The Chancellor raised £14.1bn from stamp duty in 2021/22, more than double the amount generated a decade ago and the highest on record. It accounted for 2pc of all tax revenue last year compared to 1.3pc in 2011/12, raising almost as much as capital gains tax and more than all alcohol duties combined.

Lucian Cook, head of residential research at Savills, says: “It has been an incredibly effective means of raising revenue but it's also been an increasingly effective policy tool to achieve some of their housing goals.”

He says this has helped to give younger first buyers “a competitive advantage in the market” with a reduced tax rate or to “charge additional rates for investors and second home buyers”, deterring them.

The Exchequer has raked in revenue from the pandemic-induced surge in property prices, a result of Rishi Sunak’s stamp duty holiday that not only propped up the housing market through Covid but caused a flurry of transactions.

Official figures indicate that house prices have jumped 20pc since the start of the pandemic. Meanwhile, the stamp duty bands have returned to their pre-Covid levels, meaning more of the transaction is caught up in higher tax bands when a property is sold.

The average property in Britain paid £2,100 in stamp duty before Covid but the property price boom has pushed it up to £3,800.

While higher property prices have helped, decisions to widen the scope of the tax in recent decades have also made it a big money earner.

In the 1980s, there was just one stamp duty band with homebuyers paying a 1pc tax on properties worth £30,000 and above. The average property price was just under £26,000 in 1984, meaning the majority of transactions were not caught up in the tax.

However, there are now four bands with homebuyers beginning to pay a 2pc rate from £125,000 upwards.

That is well below the current average home price in the UK of £277,000 and disproportionately impacts London and the South East where the housing crisis is at its most acute. The tax hits 10pc for properties above £575,000.

Sam Robinson, senior research fellow at think tank Bright Blue, says: “We've been seeing quite a few properties pushed into new stamp duty brackets as a result of a rise in house prices.

“It does lead to quite a different world for first time buyers. Given that the buyers pay stamp duty, this is a worsening problem for people wanting to get into the housing market.”

--

**WORK TASK:** Carry the article on stamp duty revenue forward, starting right after its final sentence. The items that follow come from a separate source.

[Stored data]
--

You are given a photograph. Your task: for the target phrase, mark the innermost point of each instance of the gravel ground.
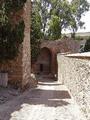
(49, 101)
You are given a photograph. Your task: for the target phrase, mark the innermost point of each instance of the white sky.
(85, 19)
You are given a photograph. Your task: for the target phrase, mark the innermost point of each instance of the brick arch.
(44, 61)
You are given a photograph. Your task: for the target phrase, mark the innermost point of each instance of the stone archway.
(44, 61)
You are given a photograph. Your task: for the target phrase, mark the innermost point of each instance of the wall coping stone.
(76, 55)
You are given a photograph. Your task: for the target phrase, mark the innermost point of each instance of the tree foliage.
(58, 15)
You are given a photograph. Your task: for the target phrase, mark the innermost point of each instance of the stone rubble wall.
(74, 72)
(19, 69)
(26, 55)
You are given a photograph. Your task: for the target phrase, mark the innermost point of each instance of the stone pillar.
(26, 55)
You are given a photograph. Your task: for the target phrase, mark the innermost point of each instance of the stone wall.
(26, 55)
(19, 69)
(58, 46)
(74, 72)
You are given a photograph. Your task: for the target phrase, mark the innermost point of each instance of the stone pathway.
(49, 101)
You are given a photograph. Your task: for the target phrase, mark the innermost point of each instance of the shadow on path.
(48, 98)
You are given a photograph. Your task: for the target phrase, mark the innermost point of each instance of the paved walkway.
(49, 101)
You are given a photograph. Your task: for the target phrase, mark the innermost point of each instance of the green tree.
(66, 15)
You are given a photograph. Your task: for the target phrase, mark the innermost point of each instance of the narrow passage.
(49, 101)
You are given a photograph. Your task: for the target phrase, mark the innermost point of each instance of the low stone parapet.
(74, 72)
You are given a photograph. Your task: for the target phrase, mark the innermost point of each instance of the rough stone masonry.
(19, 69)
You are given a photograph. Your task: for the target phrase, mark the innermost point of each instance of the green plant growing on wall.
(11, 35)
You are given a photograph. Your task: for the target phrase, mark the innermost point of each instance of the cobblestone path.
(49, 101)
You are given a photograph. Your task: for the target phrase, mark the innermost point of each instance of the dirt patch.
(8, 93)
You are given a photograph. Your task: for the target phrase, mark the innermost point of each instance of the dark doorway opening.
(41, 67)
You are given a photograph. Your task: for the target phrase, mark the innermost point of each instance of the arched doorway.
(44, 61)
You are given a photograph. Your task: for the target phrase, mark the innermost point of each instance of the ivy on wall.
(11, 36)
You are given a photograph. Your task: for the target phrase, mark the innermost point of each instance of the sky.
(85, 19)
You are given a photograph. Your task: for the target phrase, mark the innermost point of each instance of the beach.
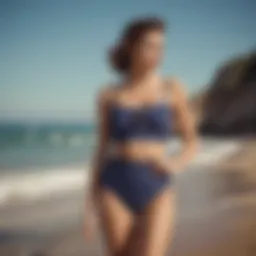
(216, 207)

--

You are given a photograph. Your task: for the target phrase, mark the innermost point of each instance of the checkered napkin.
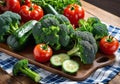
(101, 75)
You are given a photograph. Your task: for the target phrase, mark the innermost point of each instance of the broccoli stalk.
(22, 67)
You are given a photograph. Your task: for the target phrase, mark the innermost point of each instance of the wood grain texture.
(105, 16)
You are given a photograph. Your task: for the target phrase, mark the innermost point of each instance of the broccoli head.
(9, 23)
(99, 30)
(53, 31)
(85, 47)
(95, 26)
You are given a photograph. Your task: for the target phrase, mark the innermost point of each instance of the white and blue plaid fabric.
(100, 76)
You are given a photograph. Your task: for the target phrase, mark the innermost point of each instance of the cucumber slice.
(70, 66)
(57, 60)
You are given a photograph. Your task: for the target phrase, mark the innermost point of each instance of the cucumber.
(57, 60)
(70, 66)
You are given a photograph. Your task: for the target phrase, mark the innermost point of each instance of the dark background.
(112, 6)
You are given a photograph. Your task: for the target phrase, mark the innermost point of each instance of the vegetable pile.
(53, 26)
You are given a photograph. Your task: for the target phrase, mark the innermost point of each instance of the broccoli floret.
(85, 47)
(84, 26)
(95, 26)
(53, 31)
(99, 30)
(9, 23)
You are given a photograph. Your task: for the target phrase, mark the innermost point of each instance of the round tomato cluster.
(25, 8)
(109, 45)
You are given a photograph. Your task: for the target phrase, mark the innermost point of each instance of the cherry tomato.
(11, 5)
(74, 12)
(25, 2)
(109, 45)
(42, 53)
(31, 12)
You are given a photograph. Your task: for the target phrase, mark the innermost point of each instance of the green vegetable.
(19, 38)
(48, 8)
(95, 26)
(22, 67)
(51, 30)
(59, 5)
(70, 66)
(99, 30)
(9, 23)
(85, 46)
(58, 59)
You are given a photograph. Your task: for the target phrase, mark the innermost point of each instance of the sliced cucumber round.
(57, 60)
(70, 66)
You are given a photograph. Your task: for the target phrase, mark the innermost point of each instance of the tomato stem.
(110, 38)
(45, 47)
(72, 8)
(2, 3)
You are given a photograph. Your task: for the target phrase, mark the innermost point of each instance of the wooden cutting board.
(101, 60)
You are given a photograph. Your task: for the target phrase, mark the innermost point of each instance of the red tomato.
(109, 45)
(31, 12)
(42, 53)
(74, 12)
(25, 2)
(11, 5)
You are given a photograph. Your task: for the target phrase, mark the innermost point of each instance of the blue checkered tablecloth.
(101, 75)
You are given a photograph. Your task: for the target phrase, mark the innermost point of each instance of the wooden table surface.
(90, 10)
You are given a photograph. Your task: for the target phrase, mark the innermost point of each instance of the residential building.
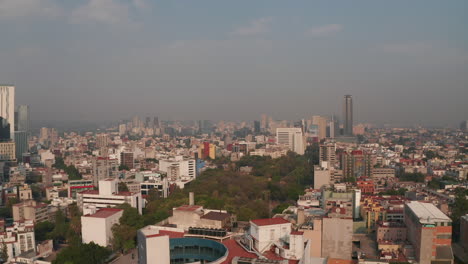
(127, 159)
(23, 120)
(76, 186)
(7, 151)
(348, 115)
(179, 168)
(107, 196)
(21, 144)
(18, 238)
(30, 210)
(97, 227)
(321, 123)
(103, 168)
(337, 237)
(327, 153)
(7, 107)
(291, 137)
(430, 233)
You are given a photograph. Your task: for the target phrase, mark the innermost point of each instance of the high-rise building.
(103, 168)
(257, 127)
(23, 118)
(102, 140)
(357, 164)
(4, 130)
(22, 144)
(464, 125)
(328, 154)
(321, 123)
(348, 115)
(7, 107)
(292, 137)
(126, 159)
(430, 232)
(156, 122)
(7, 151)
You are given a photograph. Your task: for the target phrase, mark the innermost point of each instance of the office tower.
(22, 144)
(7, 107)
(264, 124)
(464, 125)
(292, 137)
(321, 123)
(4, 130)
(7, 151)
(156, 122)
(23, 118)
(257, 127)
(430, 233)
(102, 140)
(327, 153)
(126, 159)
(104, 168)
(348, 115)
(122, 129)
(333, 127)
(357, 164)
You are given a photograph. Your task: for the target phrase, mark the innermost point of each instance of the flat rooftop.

--

**REPLY:**
Heavy taxation of property transactions is stopping Britons from moving and - crucially - keeping them in homes that are the wrong size, deepening the housing crisis. Think tanks from both the left and right have proposed scrapping stamp duty while the idea has gained traction with some MPs on the Tory backbenches.

“A tax on any activity tends to reduce the frequency of that activity,” says LSE London’s Scanlon. “People who gain the most from avoiding [stamp duty] are people who live in big houses, people who live in valuable houses, people who live in London and the southeast, so basically potential downsizers.”

Economists believe the housing crisis could be eased at least partially if people were able to move out of unsuitable homes, freeing up supply.

Many older people are in three or four bedroom homes designed for families but stamp duty deters these so-called “empty nesters” from selling up when their children leave.

Scanlon says this stops these properties being used “more efficiently”. He argues that a fundamental reform that brought in an annual property tax would help to disincentivise people from staying in homes larger than they might need.

“That would change the dynamics of the incentives so that you would be basically paying to remain in your big house but you pay less if you move to a small house.”

Bright Blue’s Robinson adds that scrapping stamp duty would allow people to move around the country more, relocate for jobs and use the current housing stock in a more efficient way.

Scrapping stamp duty might be able to help alleviate Britain’s housing crisis but few Chancellors will be willing to give up such a lucrative cash cow.